> _TASK OBJECTIVE_: In the material below, the lines from the one containing "[ ] one point per instance of the bus license" through the one containing "[ ] one point per instance of the notebook" are to be given again exactly, ends included, and no others.

******

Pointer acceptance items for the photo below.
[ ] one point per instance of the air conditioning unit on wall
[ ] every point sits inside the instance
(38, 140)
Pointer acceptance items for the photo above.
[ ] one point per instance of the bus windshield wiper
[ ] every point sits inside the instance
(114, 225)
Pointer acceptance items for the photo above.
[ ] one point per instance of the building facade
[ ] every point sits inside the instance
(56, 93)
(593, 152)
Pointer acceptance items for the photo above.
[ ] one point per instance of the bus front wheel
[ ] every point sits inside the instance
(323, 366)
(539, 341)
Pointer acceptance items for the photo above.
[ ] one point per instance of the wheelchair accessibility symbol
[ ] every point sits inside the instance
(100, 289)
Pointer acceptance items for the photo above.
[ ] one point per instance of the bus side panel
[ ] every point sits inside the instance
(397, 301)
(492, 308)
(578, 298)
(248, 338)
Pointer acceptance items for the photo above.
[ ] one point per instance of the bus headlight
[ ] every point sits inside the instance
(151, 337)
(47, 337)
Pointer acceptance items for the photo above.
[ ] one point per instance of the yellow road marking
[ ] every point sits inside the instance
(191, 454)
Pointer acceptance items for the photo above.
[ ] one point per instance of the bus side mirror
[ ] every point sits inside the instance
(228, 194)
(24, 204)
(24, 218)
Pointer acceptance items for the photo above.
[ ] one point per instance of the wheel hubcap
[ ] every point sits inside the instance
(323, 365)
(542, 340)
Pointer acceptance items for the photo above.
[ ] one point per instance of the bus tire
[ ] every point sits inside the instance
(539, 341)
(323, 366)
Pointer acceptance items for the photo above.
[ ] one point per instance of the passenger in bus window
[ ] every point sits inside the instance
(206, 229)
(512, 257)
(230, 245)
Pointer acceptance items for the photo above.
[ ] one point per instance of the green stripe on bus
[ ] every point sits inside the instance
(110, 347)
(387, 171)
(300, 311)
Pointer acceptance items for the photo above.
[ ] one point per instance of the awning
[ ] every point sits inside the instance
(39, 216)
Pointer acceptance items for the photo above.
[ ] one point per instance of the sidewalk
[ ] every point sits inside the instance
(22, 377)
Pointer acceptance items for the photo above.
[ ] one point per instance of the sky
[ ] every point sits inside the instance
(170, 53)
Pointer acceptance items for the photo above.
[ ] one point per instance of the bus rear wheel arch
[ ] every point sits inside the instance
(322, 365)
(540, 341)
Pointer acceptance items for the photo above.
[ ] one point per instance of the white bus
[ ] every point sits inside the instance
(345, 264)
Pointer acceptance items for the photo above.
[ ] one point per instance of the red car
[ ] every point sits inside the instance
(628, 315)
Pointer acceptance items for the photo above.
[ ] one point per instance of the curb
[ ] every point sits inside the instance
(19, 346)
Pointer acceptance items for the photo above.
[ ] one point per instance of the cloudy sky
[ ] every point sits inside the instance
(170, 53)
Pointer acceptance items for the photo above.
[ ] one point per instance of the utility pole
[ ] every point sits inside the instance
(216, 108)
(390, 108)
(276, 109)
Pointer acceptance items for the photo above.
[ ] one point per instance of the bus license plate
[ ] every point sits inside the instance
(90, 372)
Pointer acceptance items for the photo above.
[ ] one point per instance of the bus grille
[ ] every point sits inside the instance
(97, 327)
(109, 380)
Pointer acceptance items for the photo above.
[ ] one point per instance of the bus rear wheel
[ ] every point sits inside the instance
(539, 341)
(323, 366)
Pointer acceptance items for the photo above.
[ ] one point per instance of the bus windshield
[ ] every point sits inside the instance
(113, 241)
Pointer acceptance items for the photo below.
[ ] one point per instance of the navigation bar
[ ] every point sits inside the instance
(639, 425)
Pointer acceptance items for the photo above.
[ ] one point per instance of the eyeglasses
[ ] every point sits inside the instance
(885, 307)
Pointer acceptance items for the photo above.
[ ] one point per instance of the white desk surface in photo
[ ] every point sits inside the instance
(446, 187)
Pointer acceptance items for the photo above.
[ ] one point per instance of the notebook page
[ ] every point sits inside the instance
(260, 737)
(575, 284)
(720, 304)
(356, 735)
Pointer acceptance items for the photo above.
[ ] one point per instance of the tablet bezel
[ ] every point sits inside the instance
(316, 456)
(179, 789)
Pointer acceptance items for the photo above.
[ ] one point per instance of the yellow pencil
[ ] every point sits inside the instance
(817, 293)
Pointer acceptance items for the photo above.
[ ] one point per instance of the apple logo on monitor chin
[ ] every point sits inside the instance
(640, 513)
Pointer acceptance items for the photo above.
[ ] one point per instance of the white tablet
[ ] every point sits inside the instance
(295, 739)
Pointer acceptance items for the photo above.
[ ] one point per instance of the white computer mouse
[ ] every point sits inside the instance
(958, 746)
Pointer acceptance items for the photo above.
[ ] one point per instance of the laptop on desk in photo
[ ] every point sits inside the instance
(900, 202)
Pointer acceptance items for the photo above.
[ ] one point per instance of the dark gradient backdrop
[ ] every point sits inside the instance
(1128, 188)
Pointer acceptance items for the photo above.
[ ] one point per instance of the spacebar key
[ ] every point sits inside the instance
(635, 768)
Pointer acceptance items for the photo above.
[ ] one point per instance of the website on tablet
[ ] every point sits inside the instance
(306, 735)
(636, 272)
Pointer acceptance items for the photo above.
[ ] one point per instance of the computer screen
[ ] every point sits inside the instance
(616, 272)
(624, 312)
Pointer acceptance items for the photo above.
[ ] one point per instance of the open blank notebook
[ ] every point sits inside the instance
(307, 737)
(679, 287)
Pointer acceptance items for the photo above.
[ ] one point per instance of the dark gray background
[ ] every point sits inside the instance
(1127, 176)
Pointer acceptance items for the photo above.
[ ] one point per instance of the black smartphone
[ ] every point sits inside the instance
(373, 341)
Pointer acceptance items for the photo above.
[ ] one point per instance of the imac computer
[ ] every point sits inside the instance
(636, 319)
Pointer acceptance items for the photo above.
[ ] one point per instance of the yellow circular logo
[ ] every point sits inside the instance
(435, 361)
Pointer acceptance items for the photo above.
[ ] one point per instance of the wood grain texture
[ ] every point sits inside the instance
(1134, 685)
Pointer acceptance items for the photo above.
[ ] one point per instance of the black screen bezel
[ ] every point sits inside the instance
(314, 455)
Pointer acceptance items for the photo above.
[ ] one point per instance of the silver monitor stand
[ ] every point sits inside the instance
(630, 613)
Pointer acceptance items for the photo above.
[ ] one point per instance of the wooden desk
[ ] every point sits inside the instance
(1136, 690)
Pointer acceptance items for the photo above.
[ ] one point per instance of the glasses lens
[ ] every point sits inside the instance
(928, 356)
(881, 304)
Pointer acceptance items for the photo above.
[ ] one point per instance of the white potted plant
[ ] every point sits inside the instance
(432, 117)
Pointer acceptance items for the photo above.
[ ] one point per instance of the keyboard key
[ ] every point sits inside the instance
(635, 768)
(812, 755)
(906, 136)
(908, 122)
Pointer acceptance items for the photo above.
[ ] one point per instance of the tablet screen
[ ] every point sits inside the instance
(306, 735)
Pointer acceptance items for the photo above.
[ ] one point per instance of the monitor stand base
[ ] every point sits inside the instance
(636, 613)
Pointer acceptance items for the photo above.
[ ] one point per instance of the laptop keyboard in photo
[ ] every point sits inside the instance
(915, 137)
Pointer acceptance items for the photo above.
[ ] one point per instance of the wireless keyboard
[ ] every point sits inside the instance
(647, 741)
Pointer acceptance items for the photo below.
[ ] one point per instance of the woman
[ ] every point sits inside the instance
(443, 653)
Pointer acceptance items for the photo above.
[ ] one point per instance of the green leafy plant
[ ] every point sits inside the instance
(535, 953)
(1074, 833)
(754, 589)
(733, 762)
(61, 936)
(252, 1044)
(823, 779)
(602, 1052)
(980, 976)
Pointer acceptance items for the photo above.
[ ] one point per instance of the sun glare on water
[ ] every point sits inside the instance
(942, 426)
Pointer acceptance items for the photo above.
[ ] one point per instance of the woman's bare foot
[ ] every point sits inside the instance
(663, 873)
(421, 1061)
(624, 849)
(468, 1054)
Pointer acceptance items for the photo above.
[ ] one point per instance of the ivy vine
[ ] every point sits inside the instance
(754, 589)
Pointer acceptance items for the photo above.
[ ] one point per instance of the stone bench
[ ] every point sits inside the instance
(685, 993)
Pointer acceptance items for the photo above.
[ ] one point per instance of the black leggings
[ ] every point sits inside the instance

******

> _ANSWER TO THE PROBLEM_:
[ ] one point per instance of the bus license plate
[ ] every point sits inside the instance
(90, 372)
Pointer acceptance items for the photo above.
[ ] one point per instance of the bus grille
[ ] every point sits inside the instance
(97, 327)
(109, 380)
Pointer acceptance items for the photo above.
[ ] one point per instance of the bus rear wheel
[ ] every point sits inside the instance
(539, 341)
(323, 366)
Pointer acceptance items for the photo above.
[ ] one point per instance of the bus windshield
[ ] every point sits inside the instance
(113, 241)
Pointer acceptance items for the photo below.
[ ] one point per instance of the navigation bar
[ ] every point sits inside the instance
(639, 425)
Pointer acceptance items for the photo above.
[ ] one point per instance of the eyeglasses
[ ] every point sits inside the instance
(885, 307)
Pointer acceptance items for the photo above.
[ ] one point per instance of the white desk surface in photo
[ ] every point sits inside the instance
(446, 187)
Pointer acceptance items for the photo above.
[ ] one point per instance of the notebook page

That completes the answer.